Referring expression pointing data:
● ● ● ● ● ● ●
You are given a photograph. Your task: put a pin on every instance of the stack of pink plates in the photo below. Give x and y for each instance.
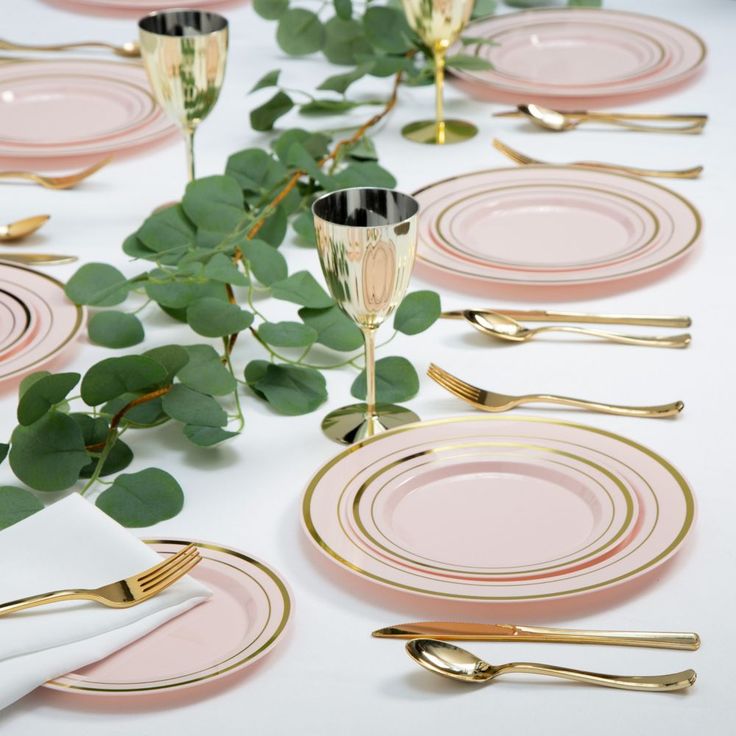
(244, 618)
(497, 509)
(97, 108)
(37, 321)
(581, 56)
(551, 226)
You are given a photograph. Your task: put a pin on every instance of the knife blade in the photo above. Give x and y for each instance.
(548, 315)
(459, 631)
(36, 259)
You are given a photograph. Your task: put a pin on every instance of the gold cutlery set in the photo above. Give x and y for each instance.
(429, 647)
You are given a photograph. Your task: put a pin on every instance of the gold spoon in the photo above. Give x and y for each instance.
(557, 121)
(21, 228)
(128, 50)
(57, 182)
(456, 663)
(507, 328)
(524, 160)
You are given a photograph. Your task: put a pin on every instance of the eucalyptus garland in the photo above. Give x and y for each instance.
(213, 264)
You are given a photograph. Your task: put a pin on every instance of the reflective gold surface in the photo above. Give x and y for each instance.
(459, 631)
(366, 239)
(490, 401)
(459, 664)
(438, 24)
(184, 52)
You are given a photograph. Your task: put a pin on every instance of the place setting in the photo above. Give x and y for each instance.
(487, 504)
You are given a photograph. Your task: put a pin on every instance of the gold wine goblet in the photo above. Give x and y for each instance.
(366, 240)
(184, 52)
(438, 23)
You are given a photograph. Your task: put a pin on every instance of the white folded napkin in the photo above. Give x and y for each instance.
(72, 544)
● ● ● ● ● ● ●
INSTRUCTIONS TO FOLLOW: Without including the pictures, return each record above exactly as it stands.

FINISHED EXERCISE:
You are given a photograph. Your task: put a pin on every instance of the stack of pink plates in the photo below. Give x and y for each instance.
(244, 618)
(497, 509)
(97, 108)
(37, 321)
(581, 56)
(551, 226)
You are given a photograph. Your task: put a pin on every instance of the knife blade in the photo above. Give x and y for each instance.
(548, 315)
(459, 631)
(36, 259)
You are given a photograph. Your task: put a pin on every instance of the gold cutlery set in the photo above. Give x and y for each instance.
(429, 647)
You are given a photograph. Your task: put a pin on every instance of the gold spoon in the photo above. Give x and y for each instance.
(557, 121)
(21, 228)
(128, 50)
(57, 182)
(456, 663)
(507, 328)
(524, 160)
You are given a photograph. Your task: put a pin on every instance of the eucalyptus garland in the photo above. Give x and y for each instance.
(213, 264)
You are given a photograph. Your task: put a pin on every instance of the reflective gold surface in the photo above. Give x and y for each instance.
(459, 631)
(366, 239)
(490, 401)
(459, 664)
(438, 24)
(184, 52)
You are given a photograph. Your task: put a pin on every instance of the place setting in the photo above. Give x and y for each instance.
(487, 504)
You are given a photograph. Your task: put a pin on every instance of the gold wine goblet in the photo above. Give x and y for each instance.
(366, 240)
(184, 52)
(438, 23)
You are given a photograph. Your task: put a pin on every instance of the white folded napkin in the photo above. Give x and y for each instance.
(72, 544)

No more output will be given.